This year we see both exciting opportunities and tough challenges for leaders. From a multitude of sectors, leaders understand that they need to build great teams, and listen with intent to respond and adapt successfully to this ever-changing environment.
There is a renewed sense of forward momentum in the year ahead, driven by a genuine desire to grow, enable and collaborate. Yet leaders are challenged by our tough economy, global instability, performance pressures and constantly changing expectations of workplace, careers and leadership.
Here we’ve captured some of our key observations and insights on some key leadership priorities in 2023.
- It remains a talent war. Retaining and nurturing talent continues to be a key focus for leaders and those organisations that are creating a long-term employee value proposition are gaining the engagement and retention advantage. That involves motivators beyond remuneration and offering skill development, career advancement, flexibility and thriving, values-driven cultures. As this HBR article states, “Companies should …balance the material offerings with opportunities to grow, connection and community, and meaning and purpose.” Additionally, factors such as the company’s carbon footprint, whether they only purchase sustainably sourced materials or provide volunteer options are all building loyalty.

Parts of the exercise:
(1) Repeat the passage on 2023 leadership priorities word for word, beginning with the words "This year we" and ending after "this ever-changing environment.".
(2) Finish out the next part of the piece on 2023 leadership priorities, picking up after its last sentence.

[Saved entries]

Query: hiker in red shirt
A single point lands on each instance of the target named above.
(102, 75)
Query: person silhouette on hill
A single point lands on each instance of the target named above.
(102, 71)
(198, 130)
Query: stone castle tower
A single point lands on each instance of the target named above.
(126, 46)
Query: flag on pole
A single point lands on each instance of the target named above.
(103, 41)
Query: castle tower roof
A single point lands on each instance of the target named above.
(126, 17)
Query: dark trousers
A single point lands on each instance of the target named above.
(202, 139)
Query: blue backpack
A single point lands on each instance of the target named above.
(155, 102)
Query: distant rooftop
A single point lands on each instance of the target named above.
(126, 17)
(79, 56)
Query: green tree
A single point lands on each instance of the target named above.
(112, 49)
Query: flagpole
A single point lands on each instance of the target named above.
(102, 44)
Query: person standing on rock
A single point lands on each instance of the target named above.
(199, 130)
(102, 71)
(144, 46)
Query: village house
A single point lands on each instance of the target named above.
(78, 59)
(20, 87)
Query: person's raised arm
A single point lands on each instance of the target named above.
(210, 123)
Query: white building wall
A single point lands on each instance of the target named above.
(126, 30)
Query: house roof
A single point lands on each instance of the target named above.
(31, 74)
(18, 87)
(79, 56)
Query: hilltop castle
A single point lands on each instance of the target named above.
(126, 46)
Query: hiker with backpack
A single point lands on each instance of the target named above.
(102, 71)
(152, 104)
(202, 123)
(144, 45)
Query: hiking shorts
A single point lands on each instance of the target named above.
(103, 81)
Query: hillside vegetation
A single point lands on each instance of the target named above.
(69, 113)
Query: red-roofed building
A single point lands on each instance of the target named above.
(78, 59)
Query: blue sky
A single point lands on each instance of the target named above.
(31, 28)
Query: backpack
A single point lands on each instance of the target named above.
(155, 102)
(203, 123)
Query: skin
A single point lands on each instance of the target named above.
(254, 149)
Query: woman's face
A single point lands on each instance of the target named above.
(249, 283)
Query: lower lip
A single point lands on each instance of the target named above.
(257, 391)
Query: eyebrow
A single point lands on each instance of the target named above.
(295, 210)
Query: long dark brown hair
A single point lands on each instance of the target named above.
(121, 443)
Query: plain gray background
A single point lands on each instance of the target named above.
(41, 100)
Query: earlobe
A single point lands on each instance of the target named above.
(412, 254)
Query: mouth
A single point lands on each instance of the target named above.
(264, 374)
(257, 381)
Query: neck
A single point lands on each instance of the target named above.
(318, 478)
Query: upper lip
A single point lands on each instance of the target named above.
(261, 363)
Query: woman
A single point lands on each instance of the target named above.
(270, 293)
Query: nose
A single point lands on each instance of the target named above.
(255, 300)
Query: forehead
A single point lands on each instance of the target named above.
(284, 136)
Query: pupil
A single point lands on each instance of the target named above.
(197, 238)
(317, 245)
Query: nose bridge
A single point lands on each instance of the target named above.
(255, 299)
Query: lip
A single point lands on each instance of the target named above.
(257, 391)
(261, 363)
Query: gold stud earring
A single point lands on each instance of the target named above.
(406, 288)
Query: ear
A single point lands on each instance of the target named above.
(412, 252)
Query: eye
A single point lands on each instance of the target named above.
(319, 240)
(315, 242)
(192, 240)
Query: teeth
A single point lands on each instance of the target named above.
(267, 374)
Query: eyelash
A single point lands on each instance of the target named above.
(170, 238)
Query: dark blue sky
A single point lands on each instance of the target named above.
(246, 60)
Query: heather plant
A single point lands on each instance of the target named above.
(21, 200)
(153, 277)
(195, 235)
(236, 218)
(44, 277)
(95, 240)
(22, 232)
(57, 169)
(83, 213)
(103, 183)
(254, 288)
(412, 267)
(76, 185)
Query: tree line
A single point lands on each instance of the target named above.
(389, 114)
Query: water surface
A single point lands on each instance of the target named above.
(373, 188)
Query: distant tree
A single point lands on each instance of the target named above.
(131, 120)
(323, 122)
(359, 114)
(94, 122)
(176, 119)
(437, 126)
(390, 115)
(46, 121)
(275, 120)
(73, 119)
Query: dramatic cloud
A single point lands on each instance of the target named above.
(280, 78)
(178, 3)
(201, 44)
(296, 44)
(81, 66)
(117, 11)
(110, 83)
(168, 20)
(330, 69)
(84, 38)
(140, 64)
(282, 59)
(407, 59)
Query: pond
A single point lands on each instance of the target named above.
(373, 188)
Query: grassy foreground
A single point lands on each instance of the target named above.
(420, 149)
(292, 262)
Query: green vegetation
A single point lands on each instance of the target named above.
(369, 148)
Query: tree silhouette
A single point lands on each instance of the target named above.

Answers to the problems:
(1)
This year we see both exciting opportunities and tough challenges for leaders. From a multitude of sectors, leaders understand that they need to build great teams, and listen with intent to respond and adapt successfully to this ever-changing environment.

(2)
- Compassionate leadership. Strong results, quality decision making and role proficiency remain crucial for leader performance, particularly in a tough economy. However, the best leaders in current times also have the ability to lead self, communicate effectively, lead with empathy, be curious and enable others. Effectiveness can also be measured by psychological safety, fostering a safe space to speak up candidly and discuss challenges and failures without risk. The list is long and leaders need good people with different perspectives around them to build self-understanding, test ideas and support their growth and success.
- Look after the middle. Research is showing managers in the middle are some of the most exhausted and stressed in the workforce. Managing up to a strong growth agenda or demanding leadership while driving performance and wellbeing of direct reports can be a tough gig. Looking after managers in the messy middle who are responsible for team KPIs, new hybrid arrangements, managing poor behaviours and building connection remotely will reap rewards as they are champions of culture, productivity and a highly engaged workforce.
- Wellbeing focus is fundamental. Managing and supporting employee mental health and wellbeing, managing burn out, overwhelm and stress levels is now an acknowledged business imperative. Leaders are embracing discussions around how to prevent burnout, support mental health and learn positive healthy habits for themselves and organisations through flexible working, incentive reviews, culture changes and health policy initiatives.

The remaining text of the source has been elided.